### [EXERCISE BRIEF]
Exactly reproduce the lines from the line containing "Can you see the raised" to the end of the data below, inclusive, and nothing else.

### [EXERCISE INPUTS]
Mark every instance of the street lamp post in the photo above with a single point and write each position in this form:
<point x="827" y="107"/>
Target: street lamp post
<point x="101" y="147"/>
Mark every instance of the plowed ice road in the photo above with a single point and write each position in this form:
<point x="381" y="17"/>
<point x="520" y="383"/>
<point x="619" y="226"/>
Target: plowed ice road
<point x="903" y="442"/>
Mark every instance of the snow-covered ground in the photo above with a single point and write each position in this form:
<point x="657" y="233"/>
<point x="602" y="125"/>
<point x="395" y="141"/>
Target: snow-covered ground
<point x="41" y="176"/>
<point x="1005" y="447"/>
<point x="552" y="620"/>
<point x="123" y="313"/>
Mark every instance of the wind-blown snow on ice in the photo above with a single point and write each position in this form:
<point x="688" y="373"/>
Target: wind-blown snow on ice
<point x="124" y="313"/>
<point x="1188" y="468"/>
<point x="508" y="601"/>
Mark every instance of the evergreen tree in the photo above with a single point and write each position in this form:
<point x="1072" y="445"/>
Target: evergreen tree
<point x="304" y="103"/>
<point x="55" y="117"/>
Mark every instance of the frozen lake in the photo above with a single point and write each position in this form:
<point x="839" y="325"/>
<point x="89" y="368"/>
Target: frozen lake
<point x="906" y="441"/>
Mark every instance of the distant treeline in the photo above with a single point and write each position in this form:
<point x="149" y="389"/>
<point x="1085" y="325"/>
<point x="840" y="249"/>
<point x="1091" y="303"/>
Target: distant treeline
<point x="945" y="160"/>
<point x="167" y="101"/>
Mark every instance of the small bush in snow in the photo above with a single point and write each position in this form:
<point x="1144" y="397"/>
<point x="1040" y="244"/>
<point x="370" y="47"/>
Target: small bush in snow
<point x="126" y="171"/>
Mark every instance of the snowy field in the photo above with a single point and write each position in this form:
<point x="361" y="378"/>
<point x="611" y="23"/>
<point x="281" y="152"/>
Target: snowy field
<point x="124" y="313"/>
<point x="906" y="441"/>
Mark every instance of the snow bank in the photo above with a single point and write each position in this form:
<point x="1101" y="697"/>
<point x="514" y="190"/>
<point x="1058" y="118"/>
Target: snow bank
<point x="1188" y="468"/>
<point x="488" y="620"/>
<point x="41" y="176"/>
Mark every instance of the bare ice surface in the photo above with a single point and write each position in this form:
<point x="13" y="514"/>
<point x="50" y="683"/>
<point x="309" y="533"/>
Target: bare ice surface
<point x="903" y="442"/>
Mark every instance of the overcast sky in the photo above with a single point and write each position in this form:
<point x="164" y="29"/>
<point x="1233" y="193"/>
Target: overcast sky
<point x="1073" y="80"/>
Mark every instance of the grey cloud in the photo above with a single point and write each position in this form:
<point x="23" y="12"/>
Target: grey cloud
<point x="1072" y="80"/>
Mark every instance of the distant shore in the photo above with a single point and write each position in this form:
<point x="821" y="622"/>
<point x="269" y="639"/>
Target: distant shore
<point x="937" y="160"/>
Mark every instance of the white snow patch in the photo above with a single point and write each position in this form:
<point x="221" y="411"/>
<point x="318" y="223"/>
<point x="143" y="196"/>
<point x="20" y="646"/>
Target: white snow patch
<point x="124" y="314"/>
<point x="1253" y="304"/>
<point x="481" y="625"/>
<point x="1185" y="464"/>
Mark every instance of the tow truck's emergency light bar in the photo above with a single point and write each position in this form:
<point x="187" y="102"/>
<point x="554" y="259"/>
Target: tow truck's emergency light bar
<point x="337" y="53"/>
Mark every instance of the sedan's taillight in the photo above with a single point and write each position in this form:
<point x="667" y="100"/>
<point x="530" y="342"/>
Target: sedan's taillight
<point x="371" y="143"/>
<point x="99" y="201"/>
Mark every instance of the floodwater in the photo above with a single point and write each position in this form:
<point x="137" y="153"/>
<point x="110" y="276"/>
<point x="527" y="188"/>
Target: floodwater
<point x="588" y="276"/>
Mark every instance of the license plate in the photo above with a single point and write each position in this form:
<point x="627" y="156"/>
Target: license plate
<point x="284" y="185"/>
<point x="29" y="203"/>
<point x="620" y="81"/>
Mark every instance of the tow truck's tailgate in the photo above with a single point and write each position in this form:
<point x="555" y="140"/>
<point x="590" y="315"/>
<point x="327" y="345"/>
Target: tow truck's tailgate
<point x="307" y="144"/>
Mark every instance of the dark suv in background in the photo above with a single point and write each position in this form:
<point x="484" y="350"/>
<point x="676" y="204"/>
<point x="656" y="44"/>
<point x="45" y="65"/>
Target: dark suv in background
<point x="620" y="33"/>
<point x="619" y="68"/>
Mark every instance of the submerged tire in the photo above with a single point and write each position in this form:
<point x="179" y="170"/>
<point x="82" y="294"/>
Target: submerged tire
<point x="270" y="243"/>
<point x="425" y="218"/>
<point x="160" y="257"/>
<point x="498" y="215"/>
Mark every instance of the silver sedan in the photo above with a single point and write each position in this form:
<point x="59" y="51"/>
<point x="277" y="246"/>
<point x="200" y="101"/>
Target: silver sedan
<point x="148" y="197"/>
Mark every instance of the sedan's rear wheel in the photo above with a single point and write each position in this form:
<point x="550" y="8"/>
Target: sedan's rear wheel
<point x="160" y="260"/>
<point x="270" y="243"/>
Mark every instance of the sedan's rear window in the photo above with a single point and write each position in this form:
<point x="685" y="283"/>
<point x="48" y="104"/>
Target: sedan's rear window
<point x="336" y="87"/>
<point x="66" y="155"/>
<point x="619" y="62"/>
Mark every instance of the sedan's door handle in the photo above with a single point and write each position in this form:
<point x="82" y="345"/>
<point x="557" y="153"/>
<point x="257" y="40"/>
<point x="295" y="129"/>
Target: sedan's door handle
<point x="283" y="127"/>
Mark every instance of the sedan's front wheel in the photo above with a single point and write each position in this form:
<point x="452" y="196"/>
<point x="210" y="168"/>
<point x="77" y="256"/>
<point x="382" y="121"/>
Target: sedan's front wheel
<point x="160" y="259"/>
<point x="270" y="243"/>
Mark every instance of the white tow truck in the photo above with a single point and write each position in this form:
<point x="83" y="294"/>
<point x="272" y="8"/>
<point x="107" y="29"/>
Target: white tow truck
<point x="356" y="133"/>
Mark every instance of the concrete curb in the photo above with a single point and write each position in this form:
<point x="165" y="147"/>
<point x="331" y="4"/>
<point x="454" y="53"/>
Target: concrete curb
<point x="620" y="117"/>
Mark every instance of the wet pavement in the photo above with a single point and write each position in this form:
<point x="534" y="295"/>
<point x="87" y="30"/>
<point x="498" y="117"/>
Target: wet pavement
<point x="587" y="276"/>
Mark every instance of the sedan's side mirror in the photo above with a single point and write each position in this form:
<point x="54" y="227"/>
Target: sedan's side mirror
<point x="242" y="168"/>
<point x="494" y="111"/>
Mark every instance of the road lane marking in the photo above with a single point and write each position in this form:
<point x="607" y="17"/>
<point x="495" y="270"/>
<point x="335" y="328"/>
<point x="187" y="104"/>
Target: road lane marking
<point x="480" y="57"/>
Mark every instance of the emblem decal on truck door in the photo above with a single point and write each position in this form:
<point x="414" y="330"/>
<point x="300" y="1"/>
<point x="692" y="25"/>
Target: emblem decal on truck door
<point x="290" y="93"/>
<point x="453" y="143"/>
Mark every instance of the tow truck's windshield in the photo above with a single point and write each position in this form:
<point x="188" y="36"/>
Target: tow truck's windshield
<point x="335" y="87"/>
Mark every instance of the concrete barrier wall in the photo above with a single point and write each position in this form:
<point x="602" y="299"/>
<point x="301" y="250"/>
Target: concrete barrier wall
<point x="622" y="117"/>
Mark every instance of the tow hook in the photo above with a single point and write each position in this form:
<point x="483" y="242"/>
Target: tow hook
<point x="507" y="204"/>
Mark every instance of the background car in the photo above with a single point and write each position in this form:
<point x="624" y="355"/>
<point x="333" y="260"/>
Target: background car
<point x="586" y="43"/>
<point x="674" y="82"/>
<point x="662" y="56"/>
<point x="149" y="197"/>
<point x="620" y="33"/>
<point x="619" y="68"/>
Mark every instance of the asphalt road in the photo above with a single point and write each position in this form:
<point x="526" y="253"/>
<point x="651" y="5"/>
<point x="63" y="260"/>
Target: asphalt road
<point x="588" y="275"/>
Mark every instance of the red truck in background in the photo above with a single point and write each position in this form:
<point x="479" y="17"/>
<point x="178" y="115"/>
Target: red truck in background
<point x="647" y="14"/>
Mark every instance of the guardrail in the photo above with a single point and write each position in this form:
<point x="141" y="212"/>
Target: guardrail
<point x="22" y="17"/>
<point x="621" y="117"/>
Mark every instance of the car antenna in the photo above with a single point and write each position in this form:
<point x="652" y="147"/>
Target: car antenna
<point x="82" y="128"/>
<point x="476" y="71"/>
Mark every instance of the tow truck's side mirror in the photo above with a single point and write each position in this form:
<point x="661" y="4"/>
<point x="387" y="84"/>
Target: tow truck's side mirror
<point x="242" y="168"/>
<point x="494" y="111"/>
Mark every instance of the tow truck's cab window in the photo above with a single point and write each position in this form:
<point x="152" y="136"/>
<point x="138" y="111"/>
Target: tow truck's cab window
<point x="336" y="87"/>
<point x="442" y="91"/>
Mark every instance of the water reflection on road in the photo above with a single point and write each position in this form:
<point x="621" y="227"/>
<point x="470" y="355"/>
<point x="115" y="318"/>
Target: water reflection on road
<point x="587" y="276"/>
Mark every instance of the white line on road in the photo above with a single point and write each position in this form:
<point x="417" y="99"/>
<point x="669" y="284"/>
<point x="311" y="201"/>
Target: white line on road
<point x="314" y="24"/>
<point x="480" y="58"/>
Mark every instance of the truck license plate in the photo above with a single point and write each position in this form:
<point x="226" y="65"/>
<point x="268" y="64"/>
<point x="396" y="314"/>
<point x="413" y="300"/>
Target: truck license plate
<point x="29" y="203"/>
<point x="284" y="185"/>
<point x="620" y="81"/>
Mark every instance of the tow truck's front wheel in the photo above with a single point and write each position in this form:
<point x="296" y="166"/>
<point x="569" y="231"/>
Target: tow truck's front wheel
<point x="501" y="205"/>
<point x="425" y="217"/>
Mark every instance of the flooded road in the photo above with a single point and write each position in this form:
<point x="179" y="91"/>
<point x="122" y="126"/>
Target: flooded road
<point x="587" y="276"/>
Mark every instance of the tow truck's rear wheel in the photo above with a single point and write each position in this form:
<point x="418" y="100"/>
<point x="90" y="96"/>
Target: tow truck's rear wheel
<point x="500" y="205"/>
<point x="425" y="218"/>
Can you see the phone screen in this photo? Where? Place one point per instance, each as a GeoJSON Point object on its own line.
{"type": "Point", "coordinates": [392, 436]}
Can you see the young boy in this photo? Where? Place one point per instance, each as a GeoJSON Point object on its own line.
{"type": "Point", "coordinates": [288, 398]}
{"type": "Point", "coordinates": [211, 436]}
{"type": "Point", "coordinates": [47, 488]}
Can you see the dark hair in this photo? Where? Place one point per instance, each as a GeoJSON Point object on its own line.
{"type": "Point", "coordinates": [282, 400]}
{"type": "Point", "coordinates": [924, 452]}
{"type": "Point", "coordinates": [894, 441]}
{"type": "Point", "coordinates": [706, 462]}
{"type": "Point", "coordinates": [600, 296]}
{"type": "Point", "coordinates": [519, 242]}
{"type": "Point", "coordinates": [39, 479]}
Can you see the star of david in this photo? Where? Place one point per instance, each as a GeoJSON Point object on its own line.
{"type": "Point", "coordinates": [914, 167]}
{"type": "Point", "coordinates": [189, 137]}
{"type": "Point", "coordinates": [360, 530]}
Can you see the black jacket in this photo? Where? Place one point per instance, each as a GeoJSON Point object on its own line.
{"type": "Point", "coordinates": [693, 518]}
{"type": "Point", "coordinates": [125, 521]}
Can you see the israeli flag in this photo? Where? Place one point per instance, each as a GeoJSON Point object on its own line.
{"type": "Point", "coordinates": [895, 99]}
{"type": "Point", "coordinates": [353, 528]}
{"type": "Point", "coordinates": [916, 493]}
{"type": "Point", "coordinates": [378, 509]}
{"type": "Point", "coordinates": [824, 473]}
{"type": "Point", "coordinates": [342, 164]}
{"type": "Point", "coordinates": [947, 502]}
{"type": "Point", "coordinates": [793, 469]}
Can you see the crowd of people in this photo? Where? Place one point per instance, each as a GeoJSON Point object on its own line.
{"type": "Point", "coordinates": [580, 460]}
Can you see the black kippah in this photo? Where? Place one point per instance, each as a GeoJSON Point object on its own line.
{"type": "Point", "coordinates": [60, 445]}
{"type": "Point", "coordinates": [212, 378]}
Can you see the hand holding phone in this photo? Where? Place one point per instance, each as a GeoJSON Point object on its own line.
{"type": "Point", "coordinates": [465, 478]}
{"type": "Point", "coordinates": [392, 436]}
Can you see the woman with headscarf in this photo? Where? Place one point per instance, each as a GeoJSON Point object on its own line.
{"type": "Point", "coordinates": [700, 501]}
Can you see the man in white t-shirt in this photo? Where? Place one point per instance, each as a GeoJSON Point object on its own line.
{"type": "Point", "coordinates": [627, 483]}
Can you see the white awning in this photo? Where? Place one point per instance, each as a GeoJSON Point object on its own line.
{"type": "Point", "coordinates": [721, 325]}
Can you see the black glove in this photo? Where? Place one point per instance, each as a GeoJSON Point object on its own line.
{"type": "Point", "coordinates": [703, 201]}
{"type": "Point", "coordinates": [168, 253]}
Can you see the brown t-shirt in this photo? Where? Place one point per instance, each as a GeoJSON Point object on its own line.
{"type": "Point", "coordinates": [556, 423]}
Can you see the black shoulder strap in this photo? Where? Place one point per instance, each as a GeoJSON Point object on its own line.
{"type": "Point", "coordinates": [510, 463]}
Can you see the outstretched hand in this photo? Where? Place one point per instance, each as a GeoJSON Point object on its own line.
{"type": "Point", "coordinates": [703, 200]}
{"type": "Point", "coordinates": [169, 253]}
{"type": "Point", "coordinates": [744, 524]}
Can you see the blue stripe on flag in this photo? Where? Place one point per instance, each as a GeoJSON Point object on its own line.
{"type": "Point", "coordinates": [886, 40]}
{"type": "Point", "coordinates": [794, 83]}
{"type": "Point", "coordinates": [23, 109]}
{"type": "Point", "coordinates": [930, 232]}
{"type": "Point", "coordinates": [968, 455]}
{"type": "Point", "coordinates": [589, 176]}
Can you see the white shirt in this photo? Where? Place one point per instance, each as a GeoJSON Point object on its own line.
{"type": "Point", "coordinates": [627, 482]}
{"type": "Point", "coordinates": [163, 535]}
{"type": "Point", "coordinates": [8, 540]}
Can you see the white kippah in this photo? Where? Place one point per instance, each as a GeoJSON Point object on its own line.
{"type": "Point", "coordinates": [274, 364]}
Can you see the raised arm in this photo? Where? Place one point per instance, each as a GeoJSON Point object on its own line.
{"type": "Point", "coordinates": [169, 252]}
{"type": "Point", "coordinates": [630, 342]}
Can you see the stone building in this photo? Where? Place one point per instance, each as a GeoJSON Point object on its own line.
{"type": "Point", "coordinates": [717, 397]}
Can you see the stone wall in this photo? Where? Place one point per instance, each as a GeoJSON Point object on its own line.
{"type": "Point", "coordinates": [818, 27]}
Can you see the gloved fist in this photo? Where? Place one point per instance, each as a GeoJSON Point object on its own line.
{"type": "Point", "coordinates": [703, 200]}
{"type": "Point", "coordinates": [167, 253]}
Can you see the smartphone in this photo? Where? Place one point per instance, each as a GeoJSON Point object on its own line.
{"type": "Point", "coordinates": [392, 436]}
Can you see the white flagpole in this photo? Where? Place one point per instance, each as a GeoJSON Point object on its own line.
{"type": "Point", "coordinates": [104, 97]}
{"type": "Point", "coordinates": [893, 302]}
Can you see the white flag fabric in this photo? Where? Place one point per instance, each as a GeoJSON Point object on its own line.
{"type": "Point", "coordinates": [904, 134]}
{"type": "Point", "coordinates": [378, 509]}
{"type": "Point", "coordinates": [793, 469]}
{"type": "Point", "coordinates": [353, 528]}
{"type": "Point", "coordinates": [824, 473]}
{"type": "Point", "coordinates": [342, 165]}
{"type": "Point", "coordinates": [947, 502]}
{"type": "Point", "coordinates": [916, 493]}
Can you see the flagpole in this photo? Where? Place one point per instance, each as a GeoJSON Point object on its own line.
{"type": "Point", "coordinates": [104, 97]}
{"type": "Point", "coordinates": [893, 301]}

### [THE RESPONSE]
Can you see the raised arm in this photo? Where? Place one point per instance, each as a GeoJSON Point object on its own line.
{"type": "Point", "coordinates": [169, 252]}
{"type": "Point", "coordinates": [630, 342]}
Can you see the stone building in this photo? Where? Place one point per instance, each as a GeoJSON Point object on its own line.
{"type": "Point", "coordinates": [717, 397]}
Can you see the stone wall in this photo? Where? Place one point per instance, each as a GeoJSON Point object on its own line.
{"type": "Point", "coordinates": [818, 27]}
Can you see the gloved fist in this photo? Where? Place one point per instance, each as a GeoJSON Point object on its own line.
{"type": "Point", "coordinates": [703, 200]}
{"type": "Point", "coordinates": [167, 253]}
Can you see the smartphone in this photo? Where? Place one point per instance, each as a GeoJSON Point object on its own line.
{"type": "Point", "coordinates": [392, 436]}
Can you see the white flagpole in this photo? Where? Place one point per instance, each as a GeoJSON Point object on its own line.
{"type": "Point", "coordinates": [104, 97]}
{"type": "Point", "coordinates": [893, 302]}
Can you see the white flag fabric in this photo? Where? Place one point per instance, each as a GeoJSON Point object on its own line.
{"type": "Point", "coordinates": [904, 134]}
{"type": "Point", "coordinates": [378, 509]}
{"type": "Point", "coordinates": [793, 469]}
{"type": "Point", "coordinates": [353, 528]}
{"type": "Point", "coordinates": [824, 473]}
{"type": "Point", "coordinates": [342, 165]}
{"type": "Point", "coordinates": [947, 502]}
{"type": "Point", "coordinates": [916, 493]}
Can you see the flagpole in this photo? Where? Place one point per instance, each as a GeoJSON Point object on its own line.
{"type": "Point", "coordinates": [104, 97]}
{"type": "Point", "coordinates": [893, 301]}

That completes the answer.